• [Your instructions] Go through the data below and transcribe it exactly. Omit the images.

• [Available data]
----

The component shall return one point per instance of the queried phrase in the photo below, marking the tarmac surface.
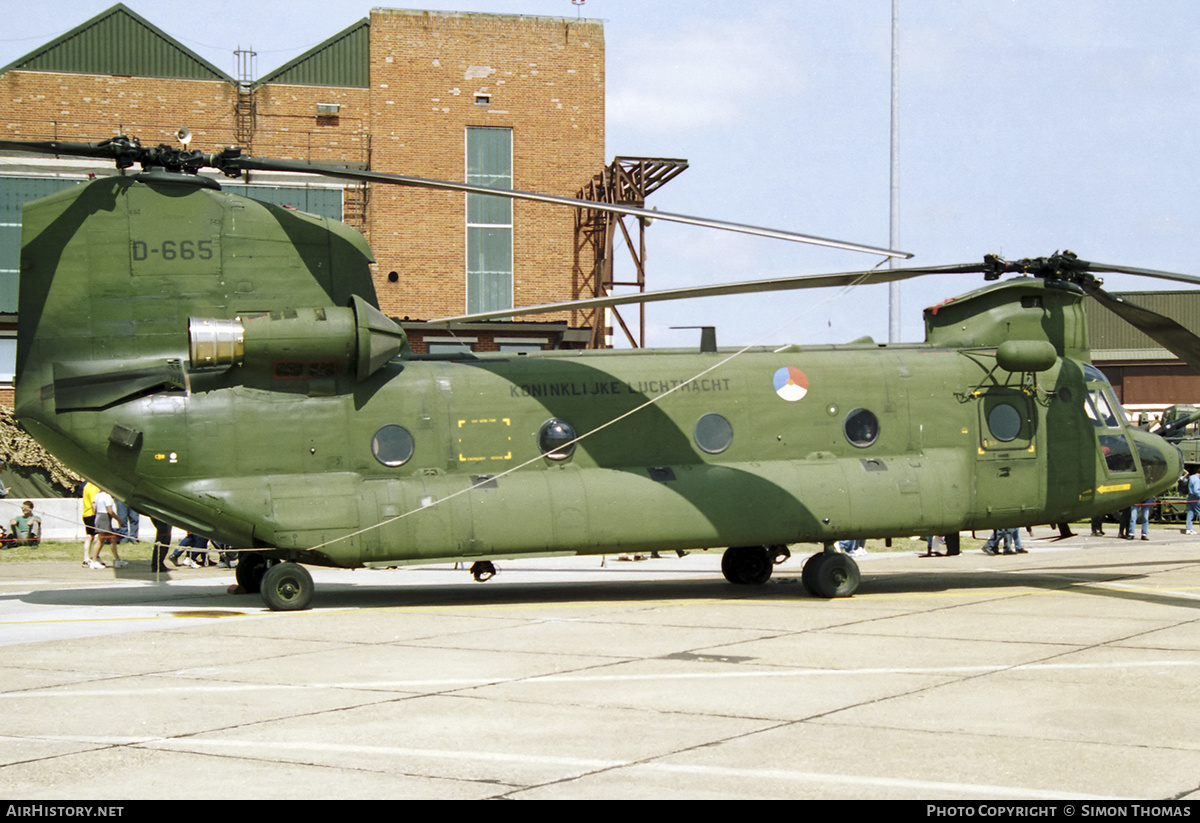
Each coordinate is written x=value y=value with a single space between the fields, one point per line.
x=1068 y=672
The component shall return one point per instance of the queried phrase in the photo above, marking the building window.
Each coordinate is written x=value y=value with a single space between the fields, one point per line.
x=489 y=220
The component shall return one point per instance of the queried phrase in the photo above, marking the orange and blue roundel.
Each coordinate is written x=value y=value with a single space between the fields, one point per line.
x=791 y=384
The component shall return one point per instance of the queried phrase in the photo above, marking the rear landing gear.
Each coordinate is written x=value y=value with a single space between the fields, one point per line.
x=831 y=575
x=287 y=587
x=483 y=570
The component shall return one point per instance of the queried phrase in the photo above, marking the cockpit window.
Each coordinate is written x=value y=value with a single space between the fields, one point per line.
x=1101 y=409
x=1109 y=420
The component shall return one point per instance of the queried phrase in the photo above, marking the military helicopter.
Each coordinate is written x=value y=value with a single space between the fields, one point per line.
x=222 y=365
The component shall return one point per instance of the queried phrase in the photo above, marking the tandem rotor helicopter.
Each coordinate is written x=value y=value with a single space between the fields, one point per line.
x=222 y=365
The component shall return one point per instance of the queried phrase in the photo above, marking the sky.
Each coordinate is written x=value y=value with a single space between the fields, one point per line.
x=1025 y=127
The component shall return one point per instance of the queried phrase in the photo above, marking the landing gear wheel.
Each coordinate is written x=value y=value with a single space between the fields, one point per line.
x=249 y=572
x=809 y=571
x=483 y=570
x=287 y=587
x=747 y=565
x=831 y=575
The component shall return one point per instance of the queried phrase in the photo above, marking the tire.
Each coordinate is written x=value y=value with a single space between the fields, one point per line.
x=287 y=587
x=249 y=572
x=747 y=565
x=835 y=576
x=808 y=574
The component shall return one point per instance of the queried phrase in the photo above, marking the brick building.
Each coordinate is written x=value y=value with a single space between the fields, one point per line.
x=498 y=100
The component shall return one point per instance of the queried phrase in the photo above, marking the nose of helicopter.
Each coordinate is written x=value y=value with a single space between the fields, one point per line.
x=1162 y=462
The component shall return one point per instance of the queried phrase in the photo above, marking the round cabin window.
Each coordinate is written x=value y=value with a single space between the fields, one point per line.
x=393 y=445
x=713 y=433
x=862 y=427
x=1005 y=422
x=556 y=439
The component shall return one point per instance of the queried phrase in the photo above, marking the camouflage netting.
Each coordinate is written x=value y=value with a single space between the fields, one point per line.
x=25 y=468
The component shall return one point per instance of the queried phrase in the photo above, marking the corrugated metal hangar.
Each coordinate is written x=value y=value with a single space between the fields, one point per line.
x=1145 y=376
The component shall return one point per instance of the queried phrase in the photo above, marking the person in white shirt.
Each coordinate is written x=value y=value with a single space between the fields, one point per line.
x=107 y=526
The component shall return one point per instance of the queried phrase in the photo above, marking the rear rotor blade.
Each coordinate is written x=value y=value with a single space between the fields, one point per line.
x=1163 y=330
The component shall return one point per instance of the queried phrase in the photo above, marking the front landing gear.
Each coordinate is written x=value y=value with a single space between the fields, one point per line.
x=748 y=565
x=287 y=587
x=831 y=575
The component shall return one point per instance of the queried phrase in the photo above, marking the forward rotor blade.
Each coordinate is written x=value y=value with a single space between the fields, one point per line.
x=749 y=287
x=1163 y=330
x=126 y=151
x=263 y=164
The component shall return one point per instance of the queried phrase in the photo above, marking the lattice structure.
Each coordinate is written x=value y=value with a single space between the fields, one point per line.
x=627 y=181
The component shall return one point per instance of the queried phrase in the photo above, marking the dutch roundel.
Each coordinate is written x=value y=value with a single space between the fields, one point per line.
x=791 y=384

----

• [Result of this task]
The component shall return one point per instance of the queried phrase in the photo below, marking the tarmac surface.
Each coordinate is written x=value y=value with a single space between the fields, one point per line.
x=1068 y=672
The component shall return one point per instance of the queried phrase in the photo above, marking the building window.
Each coordinate is written x=value y=value with a single space between the fields, one point per line.
x=489 y=220
The component shall return one point per instance of the queried phrase in the photo above, marking the orange and blue roundel.
Each coordinate is written x=value y=value with a single space between the fields, one point per line.
x=791 y=384
The component shall return one point per instance of the queried phrase in the photo above, marking the rear landing gear.
Each coordinate is written x=value y=value with a single space between the fields, one point per line.
x=831 y=575
x=287 y=587
x=483 y=570
The component shall return one point per instance of the queried phrase in the photo above, marking the cockpit window.
Each coordinate is written x=value y=value with a single space between the fields, one point per line.
x=1101 y=409
x=1109 y=420
The component shall return one point per instance of the queried phrase in the photo above, marking the military helicopter.
Each coordinate is written x=value y=value with a single space between the fields, one point per line.
x=222 y=365
The component shall return one point per instance of the queried phrase in the photo above, marking the tandem rotor helicopter.
Each coordinate is written x=value y=value with a single space between the fields, one point per line.
x=222 y=365
The component shall return one point per instance of the queried phrase in the photo above, marking the sky.
Each coordinate is written x=value y=value with a single space between the fields, one point per line.
x=1025 y=127
The component shall return one point per instance of the queried phrase in the photo above, marking the landing gear wheel.
Each coordinate is written x=value y=value with a single space between the fields, one point per line.
x=249 y=572
x=809 y=571
x=483 y=570
x=287 y=587
x=747 y=565
x=831 y=575
The component shall return one point per instance of the queried phrase in the photo above, marking the tire.
Each coordinate is written x=value y=value with a single space between the fields, one point per line.
x=287 y=587
x=249 y=572
x=747 y=565
x=835 y=576
x=808 y=574
The component shall return one point per instance of the queried phrase in the photo above, marking the brick building.
Each coordinate is written x=value y=value with a single space between the fields, one point per line.
x=498 y=100
The component shall return one point per instance of the queried phrase in the photo above, marking the nose of helicopter.
Each coordinate is written x=value y=value with a single space between the fields, one point per line.
x=1162 y=462
The component shall return one point per instance of the queried phrase in the photo above, marking the round cabin window.
Each coordinate is written x=value y=value with a single space between the fields, one point per line.
x=393 y=445
x=713 y=433
x=862 y=427
x=1005 y=422
x=556 y=439
The component shall return one point per instance of the queried phrase in the photo above, marking the camouflage netting.
Each coordinate is written x=value y=value with a single space between the fields, one point per line.
x=25 y=468
The component shall return one point per instance of the queried phrase in the photo above, marking the corrugated metal hangar.
Each coordinate is written x=value y=value with a single space between the fields, one point per line.
x=1145 y=376
The component shall return one point per instance of the queried phrase in the photo above, marking the person in white shirt.
Each coordinate is written x=value y=value with a single space between the fields, one point per line.
x=107 y=526
The component shall return one point per instance of the queried phrase in the photo above, marking the rear rotor blade.
Each coordinate is written x=value y=value with a single space between the fields, one point per line.
x=1163 y=330
The component shall return one point per instance of the queried phrase in the photo above, marking the front landing gear.
Each coordinate is written x=value y=value with a single space between the fields, one point per line.
x=748 y=565
x=287 y=587
x=831 y=575
The component shall return one point per instance of the queried phrase in the photo above, marking the forward rotor blade.
Each coordinate is written x=value y=value with a single space between the fields, one point per line.
x=749 y=287
x=1163 y=330
x=126 y=151
x=263 y=164
The component shall return one point per instance of the queried phrase in the photo above, marking the lattice structure.
Each coordinate is written x=value y=value with a single space between the fields, one point per line.
x=627 y=181
The component shall return one point per instance of the queried phrase in the photo above, marking the dutch roundel.
Each coordinate is written x=value y=value with a single space between the fields, one point per line.
x=791 y=384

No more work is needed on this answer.